Elle dit qu'il faudrait collecter les bruits en les laissant entrer en soi par la mémoire ; se les remémorer, les déplacer en soi à l'intérieur et, quand ils sont tous réunis, y mettre du désordre (COLLECTING PIECE, automne 1963)

Pas forcément les bruits qui ont un sens, pas forcément ceux qui déclenchent des images fortes (sirènes d'ambulance, coups de feu, avalanches, pleurs, rires, hoquets et cris). Plutôt les autres bruits, les bruits fragiles, ceux qui n'ont pas la grâce, les anodins, les anonymes."

John Cage, déjà la semaine dernière, n'est-ce pas...













Mardi La ville serait une maquette de Legos blancs, on y adjoindrait des bruits de neige, des paroles de passants. Des lycéens autour écriraient des haïkus. Je serais là, assise, à tenter de faire de même sans intervenir. Bruits à l'Université de Marne-la-Vallée, le parcours miniature de mon personnage inventé, voilà comment tout commencerait.
Nouvelle extension du projet (j'en reparlerai). Ne jamais se décourager. Ne s'inquiéter de rien.
Je sors de sa cachette un carnet géant à mes initiales, fabriqué par mon beau-père (celui qui a dessiné les cartes de Décor Lafayette) il y a bien vingt ans, auquel je n'ai jamais osé toucher - couverture rouge, initiales dorées, voyez. J'époussette, je scotche ce qui, depuis le temps, s'est un peu déchiré. Je pose à plat, sous presse, pour qu'il reprenne forme. Je sais ce que j'en ferai.
En attendant, de retour de Noisy-Champs c'est un peu n'importe quoi, acte manqué de qui candidate à un appel à projets, clique sur fermer au lieu d'enregistrer après avoir longuement répondu. C'est qu'il doit y avoir du pain sur la planche par ailleurs, sans doute.
Le soir, veille de retour à Chartres, mise en ligne de la première "minute" de la résidence :




Mercredi Journée à Chartres. La lecture du Yoko Ono de Christine Jeanney m'accompagne dans le métro, dans le train, partout. J'enregistre le silence du cinquième étage de la médiathèque, retrouve ses recoins ; déjeune seule et tranquille dans un salon de thé ; tente d'acheter une bonnette à la Fnac pour mon enregistreur (égaré la mienne dans le parc de la Vallée aux Loups), peine perdue ; cherche à écrire dans la salle d'exposition de la librairie, qui présente donc des photos de jazzwomen and men prises par Jean-Pierre Leloir ;


















achète Puissance de la douceur d'Anne Dufourmantelle (à partir des travaux de laquelle Claire Lecoeur s'apprête à faire écrire) ; visite la cathédrale mais n'y vois, ni perçois presque rien à force de chercher à faire des photos et du son ; entends fuser des insultes sur le parvis, désuètes, réelles, inopérantes ; reprends le TER. Comme à l'aller, fascinée par la banlieue au soleil (je crois que la maquette agit sur mon regard), je me laisse happer par les juxtapositions, les reliefs, la perception des dimensions.

#### MATÉRIEL FOURNI
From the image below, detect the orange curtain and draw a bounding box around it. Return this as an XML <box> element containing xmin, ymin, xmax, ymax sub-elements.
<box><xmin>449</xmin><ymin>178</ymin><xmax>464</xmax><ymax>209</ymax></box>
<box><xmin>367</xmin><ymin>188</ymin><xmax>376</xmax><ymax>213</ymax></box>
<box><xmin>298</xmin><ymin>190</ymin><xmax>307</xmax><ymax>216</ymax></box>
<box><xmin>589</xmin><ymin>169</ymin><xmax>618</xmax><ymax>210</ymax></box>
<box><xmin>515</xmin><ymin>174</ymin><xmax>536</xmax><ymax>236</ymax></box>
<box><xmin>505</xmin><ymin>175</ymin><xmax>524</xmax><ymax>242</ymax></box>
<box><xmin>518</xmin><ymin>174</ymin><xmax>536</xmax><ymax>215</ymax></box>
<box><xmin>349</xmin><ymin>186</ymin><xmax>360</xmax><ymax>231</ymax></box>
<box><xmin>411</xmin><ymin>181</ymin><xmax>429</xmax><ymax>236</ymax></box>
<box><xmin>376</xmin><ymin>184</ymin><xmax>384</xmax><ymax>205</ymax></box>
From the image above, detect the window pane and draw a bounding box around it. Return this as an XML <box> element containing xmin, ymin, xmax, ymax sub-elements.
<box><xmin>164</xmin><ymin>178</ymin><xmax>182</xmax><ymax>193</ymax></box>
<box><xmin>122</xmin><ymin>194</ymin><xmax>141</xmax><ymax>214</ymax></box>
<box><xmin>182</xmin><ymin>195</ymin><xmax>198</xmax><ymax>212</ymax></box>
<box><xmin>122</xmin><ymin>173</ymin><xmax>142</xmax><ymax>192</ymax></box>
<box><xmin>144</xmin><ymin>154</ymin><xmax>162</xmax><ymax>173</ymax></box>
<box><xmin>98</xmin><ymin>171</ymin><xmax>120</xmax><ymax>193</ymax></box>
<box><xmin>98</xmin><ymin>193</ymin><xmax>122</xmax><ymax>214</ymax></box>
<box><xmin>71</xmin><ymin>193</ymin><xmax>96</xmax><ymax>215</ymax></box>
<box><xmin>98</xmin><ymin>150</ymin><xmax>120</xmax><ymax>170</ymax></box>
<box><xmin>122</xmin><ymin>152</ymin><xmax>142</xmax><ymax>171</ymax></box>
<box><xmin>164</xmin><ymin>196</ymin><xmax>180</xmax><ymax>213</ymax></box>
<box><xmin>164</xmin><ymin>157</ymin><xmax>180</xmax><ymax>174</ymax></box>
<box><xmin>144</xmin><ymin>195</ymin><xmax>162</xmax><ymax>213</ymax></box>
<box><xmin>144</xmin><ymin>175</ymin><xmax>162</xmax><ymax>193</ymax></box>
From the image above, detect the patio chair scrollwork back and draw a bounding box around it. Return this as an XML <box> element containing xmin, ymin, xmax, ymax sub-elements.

#### SÉRIE DE CONSIGNES
a) Dans le texte fourni, recopiez le passage situé entre "Mardi La ville" et "comment tout commencerait.", inclus, en substituant "pluie" à "neige".
b) Poursuivez le journal de résidence consacré aux bruits à partir de sa dernière phrase.

#### RÉPONSES PAR CONSIGNE
a)
Mardi La ville serait une maquette de Legos blancs, on y adjoindrait des bruits de pluie, des paroles de passants. Des lycéens autour écriraient des haïkus. Je serais là, assise, à tenter de faire de même sans intervenir. Bruits à l'Université de Marne-la-Vallée, le parcours miniature de mon personnage inventé, voilà comment tout commencerait.

b)
Jeudi, vendredi Tout à coup, la relecture de Volte-face se met à battre son plein. Je trouve le temps, tout de même, d'enregistrer et mettre en ligne les 36 secondes, liées à l'Exquise Louise d'Eugène Savizkaya que tant de gens aiment. Mais sinon, à peine casé une séance à la piscine : me revoilà en 1944 avec Norma Jeane à l'usine, en 1945 sur une plage californienne, etc. Pour le moment, le travail va plus vite que prévu, ce qui me surprend. Je commence à dessiner, comme du temps de l'arbre de Décor Daguerre, mais cette relecture finit par dépasser le plan de l'exposition que j'esquisse : continuons à avancer, donc !
Sur Facebook, j'ouvre avec plaisir un dossier photo consacré aux autres femmes du livre. Il y en a évidemment de très connues (Lauren Bacall, Ingrid Bergman) mais également d'autres, telle Bunny Yeager (ci-dessus), passée de pin-up à photographe, qui a contribué à la célébrité de Bettie Page, ou encore l'étonnante Mabel Normand. Ce livre est plein d'hommes (les photographes), plus encore de femmes. 


Côté son, il y a du neuf à écouter, puisque la deuxième émission consacrée à la résidence à Chartres est en ligne sur la page de la radio, avec pour invitée Magali Albespy. On y entend, à un moment, ce très beau duo qu'elle fait avec Caroline Grojean, où elles improvisent autour de la chanson River of no return... de Marilyn, surprise !

J'ai justement Caroline au téléphone au retour. Nous parlons d'une future collaboration autour du nouveau projet de Pièces détachées, Exit 87, dont le point de départ est le premier chapitre de Cowboy Junkies. Cette fois, je n'écrirai pas mais proposerai aux danseurs de le faire, sans doute en expérimentant de nouvelles façons d'"animer" un atelier d'écriture - joie de faire autrement, de changer, et de retrouver l'équipe le mois prochain.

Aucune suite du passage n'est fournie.